Texto para leer —
El problema en Santa Cruz no suelen ser las autoridades, ni
Coalición Canaria, incluso con Franco
se celebró la Exposición Internacional de
Escultura en la Calle de 1974, en la que dice apoyarse ahora el alcalde.
En Santa Cruz de Tenerife hay obras de
Herzog & De Meuron, pudo haber estado Dominique Perrault (el de la Biblioteca
Nacional de Francia) en San Andrés, si no fuera porque ese coeficiente
minoritario (de mucha traca demagógica) ecologista (de progreso), con su
mamotreto (imprescindible significante satánico invasivo) lo hubiera impedido.

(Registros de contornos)

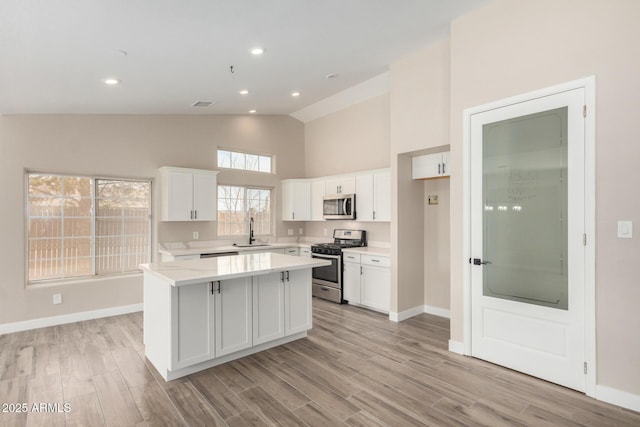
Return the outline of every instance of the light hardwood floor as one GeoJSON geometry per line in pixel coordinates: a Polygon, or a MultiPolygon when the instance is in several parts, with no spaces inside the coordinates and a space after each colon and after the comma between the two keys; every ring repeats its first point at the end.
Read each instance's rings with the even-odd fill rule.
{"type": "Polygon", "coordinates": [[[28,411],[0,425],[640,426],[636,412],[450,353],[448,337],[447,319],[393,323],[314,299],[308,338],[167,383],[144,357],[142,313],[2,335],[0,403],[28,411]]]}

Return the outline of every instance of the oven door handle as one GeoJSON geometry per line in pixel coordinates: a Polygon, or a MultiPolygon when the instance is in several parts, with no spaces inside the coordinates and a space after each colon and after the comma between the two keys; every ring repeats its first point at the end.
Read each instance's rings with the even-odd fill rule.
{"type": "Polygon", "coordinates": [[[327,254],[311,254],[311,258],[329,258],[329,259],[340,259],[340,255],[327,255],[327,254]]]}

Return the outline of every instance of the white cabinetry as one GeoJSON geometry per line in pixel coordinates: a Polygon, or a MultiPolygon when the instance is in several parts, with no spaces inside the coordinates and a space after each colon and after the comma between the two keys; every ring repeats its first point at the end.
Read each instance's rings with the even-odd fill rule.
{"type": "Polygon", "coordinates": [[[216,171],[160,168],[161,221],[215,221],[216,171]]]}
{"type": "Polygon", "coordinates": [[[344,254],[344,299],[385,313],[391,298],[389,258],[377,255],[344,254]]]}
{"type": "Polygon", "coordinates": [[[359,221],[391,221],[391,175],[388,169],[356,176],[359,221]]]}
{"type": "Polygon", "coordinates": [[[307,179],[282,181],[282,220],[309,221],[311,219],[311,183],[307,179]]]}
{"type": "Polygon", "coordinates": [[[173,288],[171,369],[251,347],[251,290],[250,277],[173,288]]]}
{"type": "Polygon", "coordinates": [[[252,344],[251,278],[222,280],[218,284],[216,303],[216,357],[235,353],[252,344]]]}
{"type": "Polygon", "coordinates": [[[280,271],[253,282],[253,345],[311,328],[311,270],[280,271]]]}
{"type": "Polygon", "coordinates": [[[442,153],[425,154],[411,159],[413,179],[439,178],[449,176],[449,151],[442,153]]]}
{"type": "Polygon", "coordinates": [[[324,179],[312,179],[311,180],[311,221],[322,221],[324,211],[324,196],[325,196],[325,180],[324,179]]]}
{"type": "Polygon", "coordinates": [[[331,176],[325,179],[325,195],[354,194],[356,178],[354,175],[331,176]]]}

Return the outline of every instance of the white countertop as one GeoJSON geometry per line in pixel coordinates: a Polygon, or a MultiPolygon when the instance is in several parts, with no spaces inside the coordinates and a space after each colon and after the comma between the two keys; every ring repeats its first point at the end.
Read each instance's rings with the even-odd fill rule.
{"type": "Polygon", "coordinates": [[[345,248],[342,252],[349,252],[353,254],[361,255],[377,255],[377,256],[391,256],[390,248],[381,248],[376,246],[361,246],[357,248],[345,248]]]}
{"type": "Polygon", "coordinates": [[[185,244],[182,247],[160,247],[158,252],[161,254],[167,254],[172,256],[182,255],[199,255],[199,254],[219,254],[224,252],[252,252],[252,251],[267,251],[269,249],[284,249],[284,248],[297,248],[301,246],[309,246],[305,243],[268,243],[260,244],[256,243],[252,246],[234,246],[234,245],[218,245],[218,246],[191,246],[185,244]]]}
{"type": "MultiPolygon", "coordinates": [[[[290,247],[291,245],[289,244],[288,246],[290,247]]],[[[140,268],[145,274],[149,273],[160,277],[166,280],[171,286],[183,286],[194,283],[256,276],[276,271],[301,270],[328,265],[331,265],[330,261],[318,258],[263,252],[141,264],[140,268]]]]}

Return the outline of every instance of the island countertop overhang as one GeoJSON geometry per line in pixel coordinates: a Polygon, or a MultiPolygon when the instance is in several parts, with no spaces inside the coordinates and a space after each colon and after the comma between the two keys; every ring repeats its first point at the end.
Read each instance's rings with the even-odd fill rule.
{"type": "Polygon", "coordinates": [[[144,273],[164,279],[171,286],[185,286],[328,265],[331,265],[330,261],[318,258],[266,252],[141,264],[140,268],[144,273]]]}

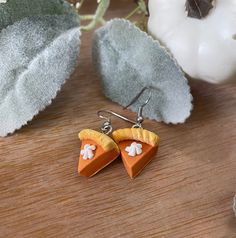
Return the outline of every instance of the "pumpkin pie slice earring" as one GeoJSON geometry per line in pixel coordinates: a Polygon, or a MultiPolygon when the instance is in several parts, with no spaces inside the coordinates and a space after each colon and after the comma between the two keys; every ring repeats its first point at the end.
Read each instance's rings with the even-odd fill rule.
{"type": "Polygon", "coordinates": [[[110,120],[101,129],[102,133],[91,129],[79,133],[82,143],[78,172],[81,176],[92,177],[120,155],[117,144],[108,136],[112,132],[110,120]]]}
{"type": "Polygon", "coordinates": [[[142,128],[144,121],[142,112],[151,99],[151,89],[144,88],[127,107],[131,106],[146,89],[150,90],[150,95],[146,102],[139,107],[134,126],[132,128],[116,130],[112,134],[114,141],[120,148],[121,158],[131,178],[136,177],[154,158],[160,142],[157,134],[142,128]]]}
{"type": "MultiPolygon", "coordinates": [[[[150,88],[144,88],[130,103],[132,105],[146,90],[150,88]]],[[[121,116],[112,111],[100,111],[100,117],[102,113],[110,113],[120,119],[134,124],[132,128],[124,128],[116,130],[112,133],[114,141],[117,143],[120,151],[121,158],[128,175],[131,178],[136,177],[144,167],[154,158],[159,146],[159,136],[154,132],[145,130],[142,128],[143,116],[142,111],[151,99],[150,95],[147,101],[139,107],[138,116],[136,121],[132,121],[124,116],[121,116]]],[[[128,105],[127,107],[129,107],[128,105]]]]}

Enunciado 1 — ¿En qué año se celebró la Exposición Internacional de Escultura en la Calle, según el texto sobre Santa Cruz de Tenerife?
Enunciado 2 — Prolonga el texto sobre Santa Cruz de Tenerife a partir de su última oración.
Los ítems provienen de otra fuente.

Resultado 1 — Se celebró en 1974.

Resultado 2 —
Están también Santiago Calatrava, Dokoupil en Los Majuelos, o Jaume Plensa en la Rambla. Por tanto en esta ocasión, las
autoridades se separan de cualquier criterio artístico de contemporaneidad, que
había mantenido la ciudad (una fuerte tradición ya, para ahora, la traición) y
se retorna a la modernidad de hace más de un siglo; arbitrariedad total,
justificada en delirantes silogismos económicos. Normalmente es el pequeño coeficiente de “Pueblo” -que comanda
el sector progresista naturista más
retrógrado, que odia acerbamente innovación y progreso real- actuando
como si lo representara íntegro, quien demuele la contemporaneidad artística.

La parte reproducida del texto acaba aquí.